Written request:
Swap "jacket" for "coat" in everything from the line containing "# point at: woman in black" down to the line containing "x=297, y=479", and give those lines back with nothing else changed.

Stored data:
________________________________________
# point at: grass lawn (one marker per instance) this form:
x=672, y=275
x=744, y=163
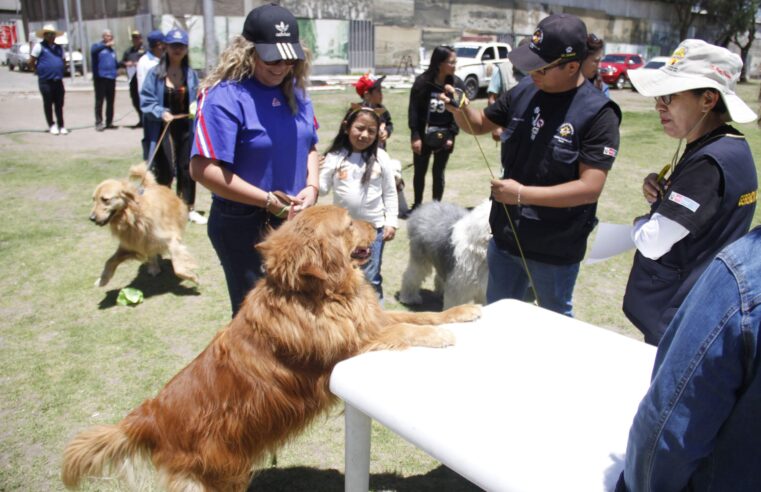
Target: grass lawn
x=70, y=357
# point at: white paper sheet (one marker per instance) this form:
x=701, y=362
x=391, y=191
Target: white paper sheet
x=610, y=240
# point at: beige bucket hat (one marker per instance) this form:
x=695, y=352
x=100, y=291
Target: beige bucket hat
x=696, y=64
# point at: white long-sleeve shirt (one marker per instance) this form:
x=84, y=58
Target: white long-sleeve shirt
x=656, y=236
x=376, y=202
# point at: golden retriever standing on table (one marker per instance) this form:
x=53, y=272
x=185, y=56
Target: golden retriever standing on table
x=265, y=376
x=147, y=218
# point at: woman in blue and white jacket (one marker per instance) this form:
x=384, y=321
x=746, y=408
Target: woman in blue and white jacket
x=168, y=97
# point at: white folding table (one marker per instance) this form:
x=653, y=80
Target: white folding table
x=527, y=400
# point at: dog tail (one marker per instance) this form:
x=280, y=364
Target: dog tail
x=98, y=450
x=140, y=176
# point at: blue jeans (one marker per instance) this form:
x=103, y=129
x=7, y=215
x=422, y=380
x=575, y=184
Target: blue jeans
x=373, y=266
x=234, y=229
x=508, y=280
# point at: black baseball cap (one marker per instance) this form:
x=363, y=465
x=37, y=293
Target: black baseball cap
x=275, y=33
x=558, y=38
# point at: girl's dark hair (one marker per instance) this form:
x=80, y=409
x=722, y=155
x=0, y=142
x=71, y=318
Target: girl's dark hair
x=720, y=107
x=594, y=43
x=440, y=55
x=342, y=142
x=163, y=65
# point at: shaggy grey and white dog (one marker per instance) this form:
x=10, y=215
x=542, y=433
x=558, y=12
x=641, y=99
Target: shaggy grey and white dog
x=452, y=241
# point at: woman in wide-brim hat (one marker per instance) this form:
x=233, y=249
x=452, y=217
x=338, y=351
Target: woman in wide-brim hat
x=255, y=134
x=702, y=200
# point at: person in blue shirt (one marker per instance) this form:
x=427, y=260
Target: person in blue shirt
x=255, y=135
x=104, y=66
x=48, y=61
x=698, y=426
x=168, y=97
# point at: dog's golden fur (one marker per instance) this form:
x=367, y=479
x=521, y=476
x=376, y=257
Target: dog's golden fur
x=147, y=218
x=264, y=377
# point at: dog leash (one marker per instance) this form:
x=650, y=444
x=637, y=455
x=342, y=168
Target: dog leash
x=149, y=164
x=532, y=286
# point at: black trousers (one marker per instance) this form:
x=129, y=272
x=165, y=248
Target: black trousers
x=52, y=97
x=105, y=89
x=420, y=163
x=173, y=160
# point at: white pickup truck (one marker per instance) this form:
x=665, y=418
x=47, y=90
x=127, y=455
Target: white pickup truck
x=475, y=63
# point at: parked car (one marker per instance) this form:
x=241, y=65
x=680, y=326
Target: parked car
x=18, y=57
x=475, y=63
x=614, y=68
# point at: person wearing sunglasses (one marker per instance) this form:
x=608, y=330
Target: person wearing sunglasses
x=255, y=134
x=560, y=140
x=168, y=96
x=702, y=200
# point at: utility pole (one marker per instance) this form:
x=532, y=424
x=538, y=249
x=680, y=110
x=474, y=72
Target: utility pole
x=209, y=34
x=82, y=44
x=70, y=38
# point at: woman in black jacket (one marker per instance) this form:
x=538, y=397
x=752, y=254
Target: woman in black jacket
x=432, y=127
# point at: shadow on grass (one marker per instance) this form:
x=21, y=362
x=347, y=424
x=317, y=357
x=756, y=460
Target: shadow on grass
x=165, y=282
x=431, y=302
x=297, y=479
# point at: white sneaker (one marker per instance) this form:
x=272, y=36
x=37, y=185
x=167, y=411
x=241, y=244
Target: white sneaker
x=197, y=218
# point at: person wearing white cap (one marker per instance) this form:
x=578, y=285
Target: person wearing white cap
x=701, y=201
x=255, y=134
x=47, y=60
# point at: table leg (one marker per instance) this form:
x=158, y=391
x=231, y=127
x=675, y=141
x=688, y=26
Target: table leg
x=357, y=450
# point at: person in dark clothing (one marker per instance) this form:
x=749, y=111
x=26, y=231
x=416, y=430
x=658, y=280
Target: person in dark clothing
x=433, y=128
x=104, y=65
x=560, y=140
x=129, y=62
x=701, y=201
x=48, y=61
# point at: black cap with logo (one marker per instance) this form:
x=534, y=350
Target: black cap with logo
x=558, y=38
x=275, y=33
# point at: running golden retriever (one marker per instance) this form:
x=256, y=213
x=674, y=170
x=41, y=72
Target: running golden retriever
x=147, y=218
x=264, y=377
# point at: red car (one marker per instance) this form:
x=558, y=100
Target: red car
x=614, y=68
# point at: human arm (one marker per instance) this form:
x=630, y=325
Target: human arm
x=308, y=195
x=582, y=191
x=413, y=114
x=697, y=381
x=469, y=119
x=389, y=194
x=34, y=55
x=226, y=184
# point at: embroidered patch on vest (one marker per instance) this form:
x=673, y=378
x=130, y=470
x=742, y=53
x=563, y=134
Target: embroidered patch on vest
x=684, y=201
x=747, y=199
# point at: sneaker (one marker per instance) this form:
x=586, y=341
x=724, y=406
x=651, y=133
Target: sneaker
x=197, y=218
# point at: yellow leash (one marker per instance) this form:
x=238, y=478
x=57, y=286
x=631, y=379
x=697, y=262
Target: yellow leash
x=463, y=102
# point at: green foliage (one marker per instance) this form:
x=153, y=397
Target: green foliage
x=71, y=358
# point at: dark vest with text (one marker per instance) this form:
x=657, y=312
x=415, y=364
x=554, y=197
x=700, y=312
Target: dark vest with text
x=656, y=288
x=547, y=234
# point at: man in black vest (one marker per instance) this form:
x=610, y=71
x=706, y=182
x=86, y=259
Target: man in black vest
x=561, y=138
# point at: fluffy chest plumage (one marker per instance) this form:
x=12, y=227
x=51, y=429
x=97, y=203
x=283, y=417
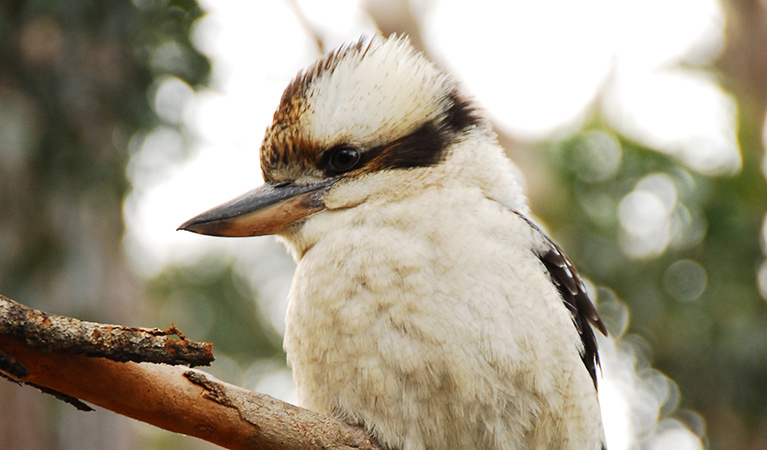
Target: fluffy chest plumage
x=432, y=322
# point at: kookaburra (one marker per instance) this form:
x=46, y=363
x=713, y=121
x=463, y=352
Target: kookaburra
x=426, y=306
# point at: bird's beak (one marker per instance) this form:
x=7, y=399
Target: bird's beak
x=264, y=210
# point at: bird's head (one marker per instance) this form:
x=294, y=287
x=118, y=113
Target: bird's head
x=353, y=126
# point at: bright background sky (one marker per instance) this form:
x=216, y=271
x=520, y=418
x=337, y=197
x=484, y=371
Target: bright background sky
x=541, y=69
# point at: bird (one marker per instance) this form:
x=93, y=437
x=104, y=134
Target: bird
x=426, y=305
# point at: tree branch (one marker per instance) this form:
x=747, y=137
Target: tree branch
x=174, y=398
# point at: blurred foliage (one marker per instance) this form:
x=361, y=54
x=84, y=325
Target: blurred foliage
x=75, y=81
x=210, y=298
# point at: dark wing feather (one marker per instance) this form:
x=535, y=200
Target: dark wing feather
x=568, y=281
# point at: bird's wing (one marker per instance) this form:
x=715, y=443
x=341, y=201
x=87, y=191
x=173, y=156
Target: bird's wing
x=574, y=295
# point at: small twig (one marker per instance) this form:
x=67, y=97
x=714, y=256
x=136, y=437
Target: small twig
x=47, y=332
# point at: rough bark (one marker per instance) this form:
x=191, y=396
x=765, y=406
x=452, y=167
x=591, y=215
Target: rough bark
x=71, y=359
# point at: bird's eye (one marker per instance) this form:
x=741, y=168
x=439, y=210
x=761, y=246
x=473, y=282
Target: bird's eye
x=343, y=159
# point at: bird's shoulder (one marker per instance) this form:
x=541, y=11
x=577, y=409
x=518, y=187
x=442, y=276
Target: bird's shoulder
x=574, y=294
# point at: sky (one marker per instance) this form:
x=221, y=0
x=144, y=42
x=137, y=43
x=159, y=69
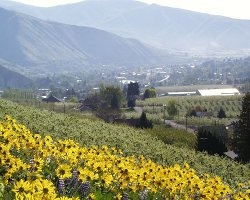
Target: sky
x=231, y=8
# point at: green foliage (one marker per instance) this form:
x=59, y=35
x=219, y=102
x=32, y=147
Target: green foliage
x=168, y=135
x=131, y=141
x=171, y=108
x=230, y=104
x=208, y=142
x=132, y=93
x=144, y=122
x=221, y=113
x=149, y=93
x=112, y=96
x=241, y=135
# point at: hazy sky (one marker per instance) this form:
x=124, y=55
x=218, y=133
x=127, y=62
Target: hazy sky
x=231, y=8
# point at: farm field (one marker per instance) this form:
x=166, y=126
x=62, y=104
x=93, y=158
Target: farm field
________________________________________
The solution:
# point at: woman in black coat (one marker per instance) this form:
x=538, y=397
x=752, y=254
Target: woman in black coat
x=432, y=127
# point at: shadow on grass (one marker per instance) this form:
x=21, y=362
x=347, y=424
x=317, y=357
x=756, y=460
Target: shadow on grass
x=165, y=282
x=431, y=302
x=297, y=479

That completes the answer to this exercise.